▶ **Task prompt**
Repeat, word for word, the part of the piece on anger management issues below that opens with the words containing "Now there is" and closes with "It’s very annoying.".

▶ **Text block**
========================================================================
In Brightest Day: Anger Management Issues

We all have gotten angry. Someone has gotten under our skin and we’ve gotten mad about it. Maybe we yelled. Maybe we screamed. Maybe we hit someone. Maybe we started seeing what our enemy’s pet snake was looking at.

Alright, probably not that far, but anger is part of life. As I alluded to, some of our favorite characters have to deal with anger management issues. Sometimes, the anger management issues add an interesting element to the characters. Sometimes, it makes the character one-dimensional.

As alluded to earlier, Harry Potter is the reason I thought of of this theme. Harry deals with some serious anger issues throughout Harry Potter and the Order of the Pheonix. As Lady Saika pointed out to me today, OotP is basically Harry just “capslocking” and being all super-emo.

Now there is a reason for this, of course. The mixture of Harry being a fifteen-year-old angst-filled teenager and the byproduct of a botched murder-turned-Horcrux led to a lot of his problems. But of course, you guys know that. I’ve mentioned it like nearly every Harry Potter article.

What I haven’t mentioned before is that I don’t think Harry’s anger issues make him a more complex character. Yes, the fact that he’s a Horcrux does make him more complex, but not the anger. The anger is simply a byproduct of it all. And Harry’s anger is not something he truly has to overcome. In fact, despite being basically told that if he closes his mind to Voldemort he might get better, he chooses not to throughout the next two books. It’s very annoying.

This isn’t how all anger management issues are handled. At the other end, the Hulk is the biggest example of anger issues being used to complete a complex character. When Bruce Banner gets angry, he turns into the Hulk. While Hulk is a great superhero, he’s also incredibly uncontrollable. So Banner’s wish to help others is countered by the fact that his superpower is almost uncontrollable.
========================================================================
▶ **Available data**
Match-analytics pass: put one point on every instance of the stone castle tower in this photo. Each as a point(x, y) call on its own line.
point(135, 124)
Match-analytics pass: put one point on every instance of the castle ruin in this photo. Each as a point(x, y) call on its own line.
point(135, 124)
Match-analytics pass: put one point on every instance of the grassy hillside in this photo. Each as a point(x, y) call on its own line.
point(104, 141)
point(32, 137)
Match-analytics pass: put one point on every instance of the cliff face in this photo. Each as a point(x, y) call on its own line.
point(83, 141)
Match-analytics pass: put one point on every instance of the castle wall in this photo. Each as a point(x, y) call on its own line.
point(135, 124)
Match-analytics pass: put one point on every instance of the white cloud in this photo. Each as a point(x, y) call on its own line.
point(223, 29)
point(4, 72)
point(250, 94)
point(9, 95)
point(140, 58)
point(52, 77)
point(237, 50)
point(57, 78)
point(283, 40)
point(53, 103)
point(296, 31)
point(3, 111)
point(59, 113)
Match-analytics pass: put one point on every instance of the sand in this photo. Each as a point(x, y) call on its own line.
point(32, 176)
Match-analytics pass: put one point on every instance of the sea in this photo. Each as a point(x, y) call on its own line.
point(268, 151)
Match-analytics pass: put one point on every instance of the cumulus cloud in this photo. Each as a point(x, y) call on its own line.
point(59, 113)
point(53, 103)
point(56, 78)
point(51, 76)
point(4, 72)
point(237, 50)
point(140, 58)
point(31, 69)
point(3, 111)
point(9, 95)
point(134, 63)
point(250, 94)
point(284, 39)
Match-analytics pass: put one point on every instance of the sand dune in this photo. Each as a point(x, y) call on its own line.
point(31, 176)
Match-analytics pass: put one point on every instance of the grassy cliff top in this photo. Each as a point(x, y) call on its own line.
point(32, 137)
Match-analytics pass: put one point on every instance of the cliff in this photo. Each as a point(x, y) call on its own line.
========================================================================
▶ **Exercise response**
Now there is a reason for this, of course. The mixture of Harry being a fifteen-year-old angst-filled teenager and the byproduct of a botched murder-turned-Horcrux led to a lot of his problems. But of course, you guys know that. I’ve mentioned it like nearly every Harry Potter article.

What I haven’t mentioned before is that I don’t think Harry’s anger issues make him a more complex character. Yes, the fact that he’s a Horcrux does make him more complex, but not the anger. The anger is simply a byproduct of it all. And Harry’s anger is not something he truly has to overcome. In fact, despite being basically told that if he closes his mind to Voldemort he might get better, he chooses not to throughout the next two books. It’s very annoying.